**WHAT TO PRODUCE**
With the pictures left out, reproduce exactly the lines from the one containing "Would you kindly point to the raw meat" through the final line of the entries.

━━━ RECORDS FOR THIS EXERCISE

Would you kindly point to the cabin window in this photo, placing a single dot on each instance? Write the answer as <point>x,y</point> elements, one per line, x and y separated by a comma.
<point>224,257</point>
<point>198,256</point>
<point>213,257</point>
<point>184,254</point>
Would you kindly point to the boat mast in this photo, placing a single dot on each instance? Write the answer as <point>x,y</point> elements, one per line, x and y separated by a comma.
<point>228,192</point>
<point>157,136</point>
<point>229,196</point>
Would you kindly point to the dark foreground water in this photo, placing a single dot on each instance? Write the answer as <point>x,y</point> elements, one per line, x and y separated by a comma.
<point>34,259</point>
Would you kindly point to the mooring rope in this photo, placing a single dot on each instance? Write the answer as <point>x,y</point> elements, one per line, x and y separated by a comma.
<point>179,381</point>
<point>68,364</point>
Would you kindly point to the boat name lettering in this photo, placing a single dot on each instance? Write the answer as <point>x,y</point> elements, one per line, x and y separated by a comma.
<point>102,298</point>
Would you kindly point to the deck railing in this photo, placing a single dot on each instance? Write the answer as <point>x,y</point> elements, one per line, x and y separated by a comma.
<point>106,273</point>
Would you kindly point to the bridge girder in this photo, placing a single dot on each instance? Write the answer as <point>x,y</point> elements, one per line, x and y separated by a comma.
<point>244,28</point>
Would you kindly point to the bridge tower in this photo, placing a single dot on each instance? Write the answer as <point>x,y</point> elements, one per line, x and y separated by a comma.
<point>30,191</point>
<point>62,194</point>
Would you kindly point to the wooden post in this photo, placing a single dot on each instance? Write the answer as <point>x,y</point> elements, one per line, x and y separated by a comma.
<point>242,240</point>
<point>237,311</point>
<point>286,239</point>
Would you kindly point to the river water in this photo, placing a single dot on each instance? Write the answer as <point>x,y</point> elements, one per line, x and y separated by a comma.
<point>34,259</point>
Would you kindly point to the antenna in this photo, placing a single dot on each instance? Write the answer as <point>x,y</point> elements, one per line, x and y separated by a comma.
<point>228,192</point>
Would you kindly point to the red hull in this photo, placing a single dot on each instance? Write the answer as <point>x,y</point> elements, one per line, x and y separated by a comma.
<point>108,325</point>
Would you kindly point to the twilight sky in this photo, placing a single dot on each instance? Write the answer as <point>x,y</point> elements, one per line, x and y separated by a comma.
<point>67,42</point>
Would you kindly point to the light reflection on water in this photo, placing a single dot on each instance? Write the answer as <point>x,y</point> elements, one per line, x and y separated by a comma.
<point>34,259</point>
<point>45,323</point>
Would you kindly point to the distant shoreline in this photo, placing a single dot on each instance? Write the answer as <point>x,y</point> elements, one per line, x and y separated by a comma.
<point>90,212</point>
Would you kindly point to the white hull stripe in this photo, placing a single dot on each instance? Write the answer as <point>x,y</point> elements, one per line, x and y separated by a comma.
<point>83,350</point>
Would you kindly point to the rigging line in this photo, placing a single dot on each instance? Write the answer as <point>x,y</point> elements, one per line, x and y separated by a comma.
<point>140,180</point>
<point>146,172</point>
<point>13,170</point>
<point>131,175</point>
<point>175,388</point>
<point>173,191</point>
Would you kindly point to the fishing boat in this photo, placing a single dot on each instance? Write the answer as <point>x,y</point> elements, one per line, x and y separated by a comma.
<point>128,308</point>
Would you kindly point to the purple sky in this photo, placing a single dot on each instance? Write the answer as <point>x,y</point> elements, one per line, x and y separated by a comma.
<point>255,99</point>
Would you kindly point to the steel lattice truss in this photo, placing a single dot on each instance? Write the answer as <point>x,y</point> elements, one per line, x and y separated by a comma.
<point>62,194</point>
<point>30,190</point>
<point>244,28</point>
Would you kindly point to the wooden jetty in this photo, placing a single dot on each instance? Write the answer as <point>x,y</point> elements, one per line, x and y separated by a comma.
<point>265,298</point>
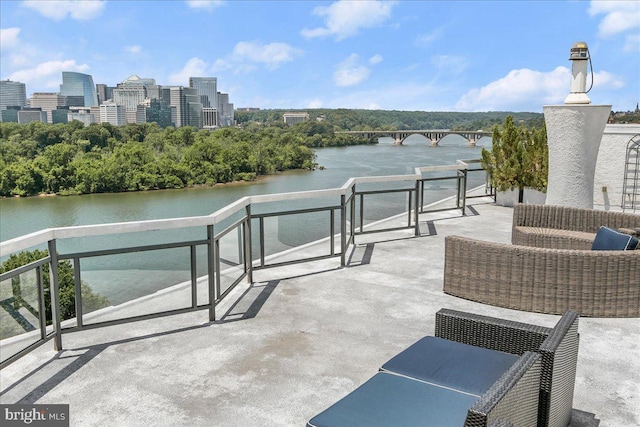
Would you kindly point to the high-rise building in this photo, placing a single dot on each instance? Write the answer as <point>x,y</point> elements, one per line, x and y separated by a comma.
<point>158,111</point>
<point>225,110</point>
<point>110,112</point>
<point>10,114</point>
<point>129,96</point>
<point>207,89</point>
<point>28,115</point>
<point>78,84</point>
<point>293,118</point>
<point>12,94</point>
<point>188,108</point>
<point>137,81</point>
<point>60,115</point>
<point>210,118</point>
<point>104,92</point>
<point>83,114</point>
<point>47,102</point>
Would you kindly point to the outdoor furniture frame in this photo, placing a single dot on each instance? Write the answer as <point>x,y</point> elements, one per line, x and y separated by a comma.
<point>558,347</point>
<point>386,397</point>
<point>552,281</point>
<point>562,227</point>
<point>393,400</point>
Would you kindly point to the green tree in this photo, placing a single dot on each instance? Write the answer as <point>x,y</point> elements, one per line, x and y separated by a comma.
<point>517,159</point>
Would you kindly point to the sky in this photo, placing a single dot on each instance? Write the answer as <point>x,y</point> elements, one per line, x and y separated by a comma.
<point>388,55</point>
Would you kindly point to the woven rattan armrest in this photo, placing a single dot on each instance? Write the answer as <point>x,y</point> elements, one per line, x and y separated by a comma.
<point>513,399</point>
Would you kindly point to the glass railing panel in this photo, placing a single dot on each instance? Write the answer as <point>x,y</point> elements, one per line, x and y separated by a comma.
<point>231,258</point>
<point>136,283</point>
<point>19,313</point>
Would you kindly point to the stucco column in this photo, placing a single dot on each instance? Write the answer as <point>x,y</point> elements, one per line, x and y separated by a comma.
<point>574,133</point>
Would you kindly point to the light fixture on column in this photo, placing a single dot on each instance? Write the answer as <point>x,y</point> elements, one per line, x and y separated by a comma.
<point>579,57</point>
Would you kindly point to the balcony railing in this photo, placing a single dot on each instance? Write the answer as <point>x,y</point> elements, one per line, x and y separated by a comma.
<point>227,246</point>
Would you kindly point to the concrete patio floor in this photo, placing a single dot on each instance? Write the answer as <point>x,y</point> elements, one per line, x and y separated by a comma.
<point>300,338</point>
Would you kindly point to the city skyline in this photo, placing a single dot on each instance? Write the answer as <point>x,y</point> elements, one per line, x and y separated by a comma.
<point>430,56</point>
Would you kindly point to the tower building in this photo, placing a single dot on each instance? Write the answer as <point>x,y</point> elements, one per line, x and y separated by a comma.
<point>78,84</point>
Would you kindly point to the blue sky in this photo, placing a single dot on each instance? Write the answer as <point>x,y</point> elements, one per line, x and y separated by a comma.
<point>391,55</point>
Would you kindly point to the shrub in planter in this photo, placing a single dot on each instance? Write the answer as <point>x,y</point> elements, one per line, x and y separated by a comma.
<point>518,158</point>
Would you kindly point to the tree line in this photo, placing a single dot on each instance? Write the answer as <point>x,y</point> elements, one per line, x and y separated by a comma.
<point>70,158</point>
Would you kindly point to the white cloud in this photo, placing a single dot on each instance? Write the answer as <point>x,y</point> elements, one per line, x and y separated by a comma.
<point>345,18</point>
<point>450,63</point>
<point>247,55</point>
<point>47,75</point>
<point>428,39</point>
<point>518,88</point>
<point>521,89</point>
<point>204,4</point>
<point>405,96</point>
<point>193,67</point>
<point>59,9</point>
<point>376,59</point>
<point>632,44</point>
<point>134,49</point>
<point>350,72</point>
<point>620,16</point>
<point>9,37</point>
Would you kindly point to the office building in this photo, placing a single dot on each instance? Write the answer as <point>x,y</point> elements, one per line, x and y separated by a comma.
<point>47,102</point>
<point>110,112</point>
<point>78,84</point>
<point>207,89</point>
<point>12,94</point>
<point>158,111</point>
<point>293,118</point>
<point>187,105</point>
<point>86,115</point>
<point>210,119</point>
<point>28,115</point>
<point>104,92</point>
<point>10,114</point>
<point>60,115</point>
<point>225,110</point>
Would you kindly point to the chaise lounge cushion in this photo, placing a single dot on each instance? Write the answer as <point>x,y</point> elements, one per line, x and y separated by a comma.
<point>612,240</point>
<point>392,400</point>
<point>452,364</point>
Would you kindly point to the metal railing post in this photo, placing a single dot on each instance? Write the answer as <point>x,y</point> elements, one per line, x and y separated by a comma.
<point>78,286</point>
<point>416,209</point>
<point>464,191</point>
<point>211,273</point>
<point>194,276</point>
<point>343,231</point>
<point>248,246</point>
<point>42,311</point>
<point>55,295</point>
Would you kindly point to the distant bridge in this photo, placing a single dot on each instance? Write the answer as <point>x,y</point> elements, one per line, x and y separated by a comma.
<point>433,135</point>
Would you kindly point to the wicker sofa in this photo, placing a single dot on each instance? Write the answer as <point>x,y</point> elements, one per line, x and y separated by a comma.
<point>548,269</point>
<point>562,227</point>
<point>535,389</point>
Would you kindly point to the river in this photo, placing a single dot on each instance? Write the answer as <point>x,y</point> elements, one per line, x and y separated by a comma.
<point>20,216</point>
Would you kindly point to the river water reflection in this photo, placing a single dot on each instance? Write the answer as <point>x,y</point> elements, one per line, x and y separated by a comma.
<point>20,216</point>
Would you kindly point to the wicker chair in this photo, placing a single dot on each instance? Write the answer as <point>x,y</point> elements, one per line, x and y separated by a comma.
<point>536,390</point>
<point>592,283</point>
<point>561,227</point>
<point>558,347</point>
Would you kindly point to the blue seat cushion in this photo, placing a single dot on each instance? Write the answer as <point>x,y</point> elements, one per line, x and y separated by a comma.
<point>391,400</point>
<point>459,366</point>
<point>612,240</point>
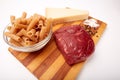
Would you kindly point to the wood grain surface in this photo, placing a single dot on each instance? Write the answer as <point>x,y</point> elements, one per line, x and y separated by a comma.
<point>48,63</point>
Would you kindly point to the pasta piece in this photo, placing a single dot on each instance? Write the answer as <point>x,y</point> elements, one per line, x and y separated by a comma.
<point>33,23</point>
<point>43,33</point>
<point>29,43</point>
<point>29,20</point>
<point>13,30</point>
<point>12,19</point>
<point>9,28</point>
<point>15,43</point>
<point>31,32</point>
<point>22,32</point>
<point>20,26</point>
<point>24,14</point>
<point>23,21</point>
<point>13,36</point>
<point>48,25</point>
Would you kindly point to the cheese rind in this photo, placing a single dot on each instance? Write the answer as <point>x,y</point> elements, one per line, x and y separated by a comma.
<point>60,15</point>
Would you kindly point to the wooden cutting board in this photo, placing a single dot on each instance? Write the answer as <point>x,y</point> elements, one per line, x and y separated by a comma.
<point>48,63</point>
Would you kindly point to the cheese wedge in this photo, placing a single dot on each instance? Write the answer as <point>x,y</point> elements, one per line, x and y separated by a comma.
<point>60,15</point>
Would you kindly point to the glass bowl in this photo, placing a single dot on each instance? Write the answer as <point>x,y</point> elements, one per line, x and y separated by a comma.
<point>32,48</point>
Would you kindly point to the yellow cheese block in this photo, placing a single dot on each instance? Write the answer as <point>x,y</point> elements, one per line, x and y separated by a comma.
<point>60,15</point>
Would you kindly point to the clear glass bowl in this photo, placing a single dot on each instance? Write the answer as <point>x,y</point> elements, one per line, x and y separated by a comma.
<point>31,48</point>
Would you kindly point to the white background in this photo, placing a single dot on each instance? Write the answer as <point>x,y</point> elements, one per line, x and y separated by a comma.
<point>104,64</point>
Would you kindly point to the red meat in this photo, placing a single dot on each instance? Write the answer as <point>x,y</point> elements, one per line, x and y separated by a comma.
<point>75,43</point>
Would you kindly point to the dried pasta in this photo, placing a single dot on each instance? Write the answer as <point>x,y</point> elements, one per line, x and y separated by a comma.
<point>25,31</point>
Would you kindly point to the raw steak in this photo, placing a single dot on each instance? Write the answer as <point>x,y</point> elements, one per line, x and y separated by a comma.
<point>75,43</point>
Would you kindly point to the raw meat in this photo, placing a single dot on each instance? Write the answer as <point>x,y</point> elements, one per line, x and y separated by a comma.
<point>75,43</point>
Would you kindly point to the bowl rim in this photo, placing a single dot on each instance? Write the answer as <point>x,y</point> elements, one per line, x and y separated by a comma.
<point>42,42</point>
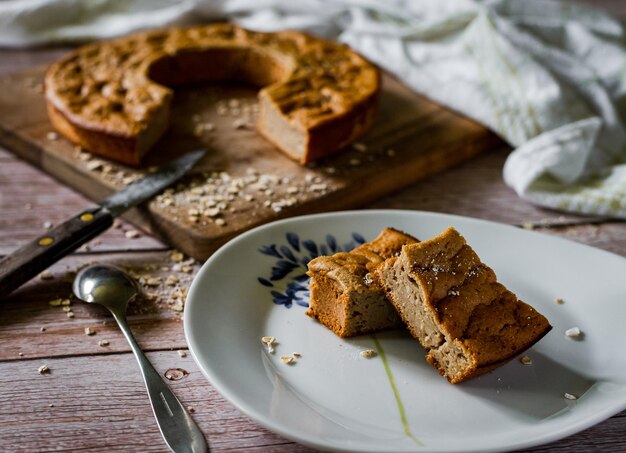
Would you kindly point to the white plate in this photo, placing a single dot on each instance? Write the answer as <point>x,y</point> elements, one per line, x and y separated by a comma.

━━━━━━

**TASK ANSWER**
Would you kindly point to the raw meat in this photo, placing a single dot on each instance? Write the answer as <point>x,y</point> elements, one per line, x and y separated by a comma.
<point>75,43</point>
Would you kindly point to the bowl rim in this photo, placing a single dot on each instance? Write the answer as <point>x,y</point> elements, one per line, x and y separated by a comma.
<point>42,42</point>
Would you kindly point to the white plate in this photo, placing a single dot on each instance? Write the answer as <point>x,y</point> elements, one per line, x and y separated by a comma.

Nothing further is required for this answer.